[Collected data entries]
►

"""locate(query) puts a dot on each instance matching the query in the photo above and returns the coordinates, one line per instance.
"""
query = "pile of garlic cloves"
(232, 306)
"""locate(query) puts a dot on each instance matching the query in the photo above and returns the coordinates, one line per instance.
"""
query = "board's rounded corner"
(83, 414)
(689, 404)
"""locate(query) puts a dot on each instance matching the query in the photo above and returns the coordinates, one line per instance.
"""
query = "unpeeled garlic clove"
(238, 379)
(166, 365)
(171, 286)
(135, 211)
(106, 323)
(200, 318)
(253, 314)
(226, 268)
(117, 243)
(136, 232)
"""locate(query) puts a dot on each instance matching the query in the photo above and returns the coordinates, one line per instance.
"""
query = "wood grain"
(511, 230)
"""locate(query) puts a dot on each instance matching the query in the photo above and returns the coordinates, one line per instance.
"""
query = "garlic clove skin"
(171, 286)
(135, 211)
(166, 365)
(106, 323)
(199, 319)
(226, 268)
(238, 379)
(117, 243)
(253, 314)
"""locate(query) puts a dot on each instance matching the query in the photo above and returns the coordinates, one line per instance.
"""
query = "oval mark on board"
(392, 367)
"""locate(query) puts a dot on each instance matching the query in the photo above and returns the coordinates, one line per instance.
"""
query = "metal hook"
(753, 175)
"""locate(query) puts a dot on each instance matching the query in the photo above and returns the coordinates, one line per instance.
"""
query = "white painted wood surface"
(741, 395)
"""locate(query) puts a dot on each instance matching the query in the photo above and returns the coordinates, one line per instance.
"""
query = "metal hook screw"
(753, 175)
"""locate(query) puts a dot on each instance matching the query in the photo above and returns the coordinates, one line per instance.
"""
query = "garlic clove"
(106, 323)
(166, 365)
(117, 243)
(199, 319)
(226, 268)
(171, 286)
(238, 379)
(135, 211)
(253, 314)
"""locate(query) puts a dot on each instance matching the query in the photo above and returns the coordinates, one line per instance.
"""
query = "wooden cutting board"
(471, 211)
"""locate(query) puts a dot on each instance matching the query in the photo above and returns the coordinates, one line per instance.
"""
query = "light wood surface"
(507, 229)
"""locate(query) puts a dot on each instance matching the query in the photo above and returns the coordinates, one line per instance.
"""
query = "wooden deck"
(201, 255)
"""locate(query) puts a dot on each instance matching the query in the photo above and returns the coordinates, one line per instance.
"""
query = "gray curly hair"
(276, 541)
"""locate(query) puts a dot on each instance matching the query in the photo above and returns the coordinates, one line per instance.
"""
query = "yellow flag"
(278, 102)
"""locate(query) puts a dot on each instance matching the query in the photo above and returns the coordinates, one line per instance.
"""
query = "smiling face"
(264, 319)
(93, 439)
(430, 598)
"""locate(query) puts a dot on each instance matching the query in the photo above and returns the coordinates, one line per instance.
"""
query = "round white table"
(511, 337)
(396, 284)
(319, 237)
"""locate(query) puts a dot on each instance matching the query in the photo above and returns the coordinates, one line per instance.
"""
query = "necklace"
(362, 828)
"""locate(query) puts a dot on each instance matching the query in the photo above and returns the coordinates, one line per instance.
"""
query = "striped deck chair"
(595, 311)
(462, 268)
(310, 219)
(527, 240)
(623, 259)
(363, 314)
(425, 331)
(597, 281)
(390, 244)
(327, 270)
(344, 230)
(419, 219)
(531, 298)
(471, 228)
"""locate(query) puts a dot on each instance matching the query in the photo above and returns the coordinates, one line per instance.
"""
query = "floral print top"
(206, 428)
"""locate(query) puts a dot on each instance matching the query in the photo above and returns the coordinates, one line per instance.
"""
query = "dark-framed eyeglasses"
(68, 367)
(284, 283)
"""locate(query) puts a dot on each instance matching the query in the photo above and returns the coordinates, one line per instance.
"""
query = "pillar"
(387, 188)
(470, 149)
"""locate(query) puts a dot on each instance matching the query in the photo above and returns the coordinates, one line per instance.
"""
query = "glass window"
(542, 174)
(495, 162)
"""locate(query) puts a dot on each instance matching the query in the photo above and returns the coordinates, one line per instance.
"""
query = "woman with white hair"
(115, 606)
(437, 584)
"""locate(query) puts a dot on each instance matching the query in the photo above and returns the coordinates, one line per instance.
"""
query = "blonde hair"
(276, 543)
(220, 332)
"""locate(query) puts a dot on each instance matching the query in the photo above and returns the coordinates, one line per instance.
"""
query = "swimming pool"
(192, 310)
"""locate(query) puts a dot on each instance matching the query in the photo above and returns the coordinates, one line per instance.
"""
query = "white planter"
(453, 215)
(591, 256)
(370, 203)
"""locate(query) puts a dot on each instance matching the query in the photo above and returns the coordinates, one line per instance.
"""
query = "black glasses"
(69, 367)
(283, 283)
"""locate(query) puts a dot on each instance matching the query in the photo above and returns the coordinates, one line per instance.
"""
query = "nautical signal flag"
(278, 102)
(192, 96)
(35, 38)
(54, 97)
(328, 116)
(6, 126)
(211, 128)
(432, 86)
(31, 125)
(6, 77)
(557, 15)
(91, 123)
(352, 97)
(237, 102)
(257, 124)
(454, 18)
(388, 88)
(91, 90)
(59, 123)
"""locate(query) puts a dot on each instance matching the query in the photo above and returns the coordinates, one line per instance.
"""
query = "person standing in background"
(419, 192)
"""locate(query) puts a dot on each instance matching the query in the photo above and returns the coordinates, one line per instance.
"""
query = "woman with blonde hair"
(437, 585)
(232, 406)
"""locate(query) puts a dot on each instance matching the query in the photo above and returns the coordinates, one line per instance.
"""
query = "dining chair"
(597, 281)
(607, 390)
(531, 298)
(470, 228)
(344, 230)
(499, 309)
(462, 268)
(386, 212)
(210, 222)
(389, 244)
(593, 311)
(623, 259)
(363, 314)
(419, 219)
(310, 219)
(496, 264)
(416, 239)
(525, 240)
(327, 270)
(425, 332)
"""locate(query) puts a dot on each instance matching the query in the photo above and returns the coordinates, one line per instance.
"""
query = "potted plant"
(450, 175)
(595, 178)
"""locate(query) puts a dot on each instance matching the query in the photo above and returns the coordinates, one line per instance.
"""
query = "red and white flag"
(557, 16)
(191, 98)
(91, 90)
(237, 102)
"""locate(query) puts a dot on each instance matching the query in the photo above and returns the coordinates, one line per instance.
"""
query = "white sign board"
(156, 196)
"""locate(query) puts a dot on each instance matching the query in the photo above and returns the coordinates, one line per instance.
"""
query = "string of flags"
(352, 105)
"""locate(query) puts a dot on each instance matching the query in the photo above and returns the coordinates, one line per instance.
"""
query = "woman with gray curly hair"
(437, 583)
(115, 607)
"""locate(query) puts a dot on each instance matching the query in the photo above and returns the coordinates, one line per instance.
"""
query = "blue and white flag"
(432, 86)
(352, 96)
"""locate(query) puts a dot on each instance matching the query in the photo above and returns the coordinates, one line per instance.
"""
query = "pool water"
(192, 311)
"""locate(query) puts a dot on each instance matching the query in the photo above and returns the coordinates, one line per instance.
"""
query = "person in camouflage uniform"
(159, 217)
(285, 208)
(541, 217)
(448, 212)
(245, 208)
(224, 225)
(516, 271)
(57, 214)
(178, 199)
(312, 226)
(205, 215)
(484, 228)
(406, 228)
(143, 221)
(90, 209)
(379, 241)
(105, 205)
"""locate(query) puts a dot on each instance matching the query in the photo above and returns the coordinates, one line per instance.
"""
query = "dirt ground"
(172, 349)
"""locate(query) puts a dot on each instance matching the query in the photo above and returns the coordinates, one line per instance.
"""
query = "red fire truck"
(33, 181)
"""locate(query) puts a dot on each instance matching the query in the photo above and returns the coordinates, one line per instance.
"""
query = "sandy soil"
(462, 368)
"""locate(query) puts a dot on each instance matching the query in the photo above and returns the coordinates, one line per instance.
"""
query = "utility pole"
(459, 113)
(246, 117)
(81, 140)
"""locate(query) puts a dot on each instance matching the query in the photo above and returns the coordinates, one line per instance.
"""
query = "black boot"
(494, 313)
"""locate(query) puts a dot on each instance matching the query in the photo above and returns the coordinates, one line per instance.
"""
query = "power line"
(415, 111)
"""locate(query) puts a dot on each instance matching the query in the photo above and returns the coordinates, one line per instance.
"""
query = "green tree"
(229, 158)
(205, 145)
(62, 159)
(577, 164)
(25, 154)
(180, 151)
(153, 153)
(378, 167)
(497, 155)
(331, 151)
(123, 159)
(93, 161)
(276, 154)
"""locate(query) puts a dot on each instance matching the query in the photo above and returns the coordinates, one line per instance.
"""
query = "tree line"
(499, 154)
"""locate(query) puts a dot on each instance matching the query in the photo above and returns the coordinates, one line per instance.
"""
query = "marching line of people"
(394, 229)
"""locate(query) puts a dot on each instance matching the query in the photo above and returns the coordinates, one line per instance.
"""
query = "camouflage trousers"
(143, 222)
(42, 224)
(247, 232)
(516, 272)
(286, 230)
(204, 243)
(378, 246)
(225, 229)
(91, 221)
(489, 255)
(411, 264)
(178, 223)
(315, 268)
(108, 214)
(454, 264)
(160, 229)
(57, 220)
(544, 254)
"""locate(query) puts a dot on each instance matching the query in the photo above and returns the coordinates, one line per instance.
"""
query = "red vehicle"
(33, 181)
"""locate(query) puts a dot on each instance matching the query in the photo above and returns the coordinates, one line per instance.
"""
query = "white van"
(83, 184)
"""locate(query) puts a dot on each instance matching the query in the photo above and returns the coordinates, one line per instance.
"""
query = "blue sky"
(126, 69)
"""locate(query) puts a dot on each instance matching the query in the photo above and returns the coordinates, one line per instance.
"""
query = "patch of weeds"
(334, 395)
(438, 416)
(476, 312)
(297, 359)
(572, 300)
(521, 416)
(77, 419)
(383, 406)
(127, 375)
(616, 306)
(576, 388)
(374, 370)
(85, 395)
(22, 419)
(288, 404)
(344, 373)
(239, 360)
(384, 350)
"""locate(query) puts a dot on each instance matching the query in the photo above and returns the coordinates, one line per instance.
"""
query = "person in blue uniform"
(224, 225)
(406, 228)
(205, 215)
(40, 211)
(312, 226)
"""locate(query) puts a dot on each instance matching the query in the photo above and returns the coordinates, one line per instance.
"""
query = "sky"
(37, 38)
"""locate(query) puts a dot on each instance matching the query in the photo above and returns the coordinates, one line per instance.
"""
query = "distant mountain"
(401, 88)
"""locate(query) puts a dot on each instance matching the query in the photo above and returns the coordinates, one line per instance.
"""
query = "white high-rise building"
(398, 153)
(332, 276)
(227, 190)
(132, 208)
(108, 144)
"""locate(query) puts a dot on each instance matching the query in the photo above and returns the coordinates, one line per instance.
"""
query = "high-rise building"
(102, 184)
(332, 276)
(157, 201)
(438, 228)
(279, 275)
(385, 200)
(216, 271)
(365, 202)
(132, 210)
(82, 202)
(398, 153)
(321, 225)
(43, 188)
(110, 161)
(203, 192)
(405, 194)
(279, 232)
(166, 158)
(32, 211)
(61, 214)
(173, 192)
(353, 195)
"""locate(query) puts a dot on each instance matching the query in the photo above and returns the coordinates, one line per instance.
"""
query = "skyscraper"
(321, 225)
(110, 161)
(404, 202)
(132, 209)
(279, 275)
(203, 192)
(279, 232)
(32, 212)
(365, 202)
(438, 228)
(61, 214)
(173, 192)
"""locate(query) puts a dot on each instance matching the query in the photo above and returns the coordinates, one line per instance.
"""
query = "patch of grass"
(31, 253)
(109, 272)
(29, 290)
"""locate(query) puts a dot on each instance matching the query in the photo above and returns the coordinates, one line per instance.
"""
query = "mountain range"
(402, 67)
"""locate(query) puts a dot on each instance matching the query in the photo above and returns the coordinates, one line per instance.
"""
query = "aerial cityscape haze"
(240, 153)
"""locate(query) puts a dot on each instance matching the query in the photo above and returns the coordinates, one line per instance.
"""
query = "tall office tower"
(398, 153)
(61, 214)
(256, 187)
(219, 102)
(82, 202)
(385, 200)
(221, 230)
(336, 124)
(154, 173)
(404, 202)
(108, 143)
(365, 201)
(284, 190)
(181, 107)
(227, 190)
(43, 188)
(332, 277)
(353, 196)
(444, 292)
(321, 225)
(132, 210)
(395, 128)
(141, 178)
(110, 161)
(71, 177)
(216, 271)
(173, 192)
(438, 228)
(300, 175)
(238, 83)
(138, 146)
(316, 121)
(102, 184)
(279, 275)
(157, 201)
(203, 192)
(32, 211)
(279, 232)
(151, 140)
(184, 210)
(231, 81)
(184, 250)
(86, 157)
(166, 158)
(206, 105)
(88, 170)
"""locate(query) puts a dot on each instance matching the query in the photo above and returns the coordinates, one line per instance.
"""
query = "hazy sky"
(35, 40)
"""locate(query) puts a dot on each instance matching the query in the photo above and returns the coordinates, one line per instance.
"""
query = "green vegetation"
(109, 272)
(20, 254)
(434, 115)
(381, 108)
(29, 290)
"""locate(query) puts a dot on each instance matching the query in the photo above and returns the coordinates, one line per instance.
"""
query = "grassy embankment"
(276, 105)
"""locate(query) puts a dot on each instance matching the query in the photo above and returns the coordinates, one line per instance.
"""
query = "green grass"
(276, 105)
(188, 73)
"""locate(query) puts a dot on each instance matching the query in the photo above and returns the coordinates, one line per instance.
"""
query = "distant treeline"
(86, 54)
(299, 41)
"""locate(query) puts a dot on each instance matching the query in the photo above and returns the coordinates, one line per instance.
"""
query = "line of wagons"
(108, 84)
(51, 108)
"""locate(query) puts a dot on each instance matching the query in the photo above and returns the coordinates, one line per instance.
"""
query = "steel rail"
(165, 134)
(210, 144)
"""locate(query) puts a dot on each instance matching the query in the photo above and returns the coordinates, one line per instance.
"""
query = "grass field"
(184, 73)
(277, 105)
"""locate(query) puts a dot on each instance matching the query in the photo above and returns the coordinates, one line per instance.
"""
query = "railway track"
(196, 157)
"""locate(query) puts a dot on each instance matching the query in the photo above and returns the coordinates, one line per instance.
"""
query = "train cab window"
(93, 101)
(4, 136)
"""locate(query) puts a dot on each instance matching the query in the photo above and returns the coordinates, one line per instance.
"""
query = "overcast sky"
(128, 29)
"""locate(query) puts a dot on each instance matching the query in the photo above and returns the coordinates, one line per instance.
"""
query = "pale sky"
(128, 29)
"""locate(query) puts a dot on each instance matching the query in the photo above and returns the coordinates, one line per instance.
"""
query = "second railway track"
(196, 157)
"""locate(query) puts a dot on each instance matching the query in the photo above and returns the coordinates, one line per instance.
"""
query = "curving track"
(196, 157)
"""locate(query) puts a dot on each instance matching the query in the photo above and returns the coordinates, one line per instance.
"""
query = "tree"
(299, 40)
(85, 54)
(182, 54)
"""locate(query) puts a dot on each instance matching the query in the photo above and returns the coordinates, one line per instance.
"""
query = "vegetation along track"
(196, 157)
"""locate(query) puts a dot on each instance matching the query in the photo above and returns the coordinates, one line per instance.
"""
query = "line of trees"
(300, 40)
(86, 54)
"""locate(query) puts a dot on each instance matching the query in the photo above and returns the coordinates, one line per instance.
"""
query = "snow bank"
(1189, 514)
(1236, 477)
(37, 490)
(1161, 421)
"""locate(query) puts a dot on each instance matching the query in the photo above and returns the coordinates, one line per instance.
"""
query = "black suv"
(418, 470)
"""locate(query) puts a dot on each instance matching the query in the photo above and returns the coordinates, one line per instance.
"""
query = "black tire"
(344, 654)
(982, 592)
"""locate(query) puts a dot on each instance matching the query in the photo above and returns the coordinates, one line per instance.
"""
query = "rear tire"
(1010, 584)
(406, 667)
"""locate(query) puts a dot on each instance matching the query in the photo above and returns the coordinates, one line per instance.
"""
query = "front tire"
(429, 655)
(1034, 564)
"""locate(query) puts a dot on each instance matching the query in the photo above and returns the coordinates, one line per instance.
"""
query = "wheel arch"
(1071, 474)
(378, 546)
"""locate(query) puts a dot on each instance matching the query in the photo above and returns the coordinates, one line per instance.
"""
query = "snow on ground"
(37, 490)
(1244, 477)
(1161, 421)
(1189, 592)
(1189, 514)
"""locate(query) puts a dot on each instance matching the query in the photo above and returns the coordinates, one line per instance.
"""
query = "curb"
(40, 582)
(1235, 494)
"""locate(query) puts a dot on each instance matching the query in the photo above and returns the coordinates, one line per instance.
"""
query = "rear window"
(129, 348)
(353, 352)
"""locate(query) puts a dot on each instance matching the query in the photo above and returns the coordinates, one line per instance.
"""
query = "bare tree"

◄

[EXERCISE INSTRUCTIONS] Which lines in the items above contain the string "track"? Copy each one in full.

[RESULT OF THIS TASK]
query = "railway track"
query = "second railway track"
query = "curving track"
query = "vegetation along track"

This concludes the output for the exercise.